→ **SUPPLIED DATA**
-.-.-
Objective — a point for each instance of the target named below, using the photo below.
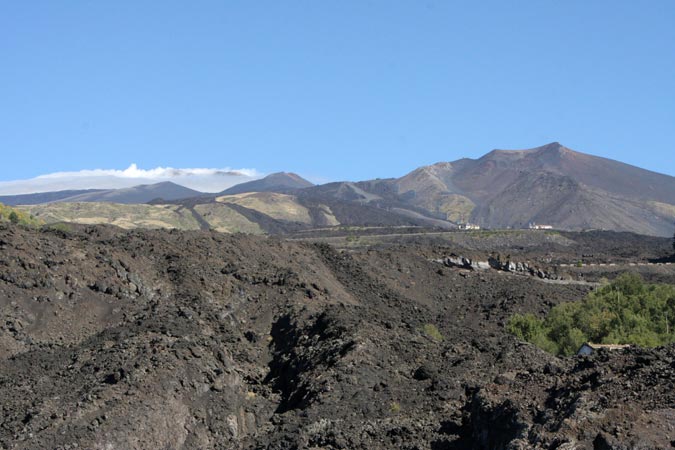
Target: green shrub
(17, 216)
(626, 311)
-.-.-
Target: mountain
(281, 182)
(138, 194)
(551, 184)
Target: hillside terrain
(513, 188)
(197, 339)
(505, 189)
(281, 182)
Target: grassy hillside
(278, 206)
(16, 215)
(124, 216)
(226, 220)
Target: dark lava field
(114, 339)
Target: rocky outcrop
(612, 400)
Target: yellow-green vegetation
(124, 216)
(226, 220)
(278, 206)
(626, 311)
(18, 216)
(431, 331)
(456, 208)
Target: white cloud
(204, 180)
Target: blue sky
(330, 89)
-.-.-
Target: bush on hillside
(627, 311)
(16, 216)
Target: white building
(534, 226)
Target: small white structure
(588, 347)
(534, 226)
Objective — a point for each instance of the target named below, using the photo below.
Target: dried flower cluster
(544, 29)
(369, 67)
-.-.-
→ **TASK REQUIREMENTS**
How many lines of the data above contain the string "green"? Case counts. Reply with the number only.

→ **RESPONSE**
2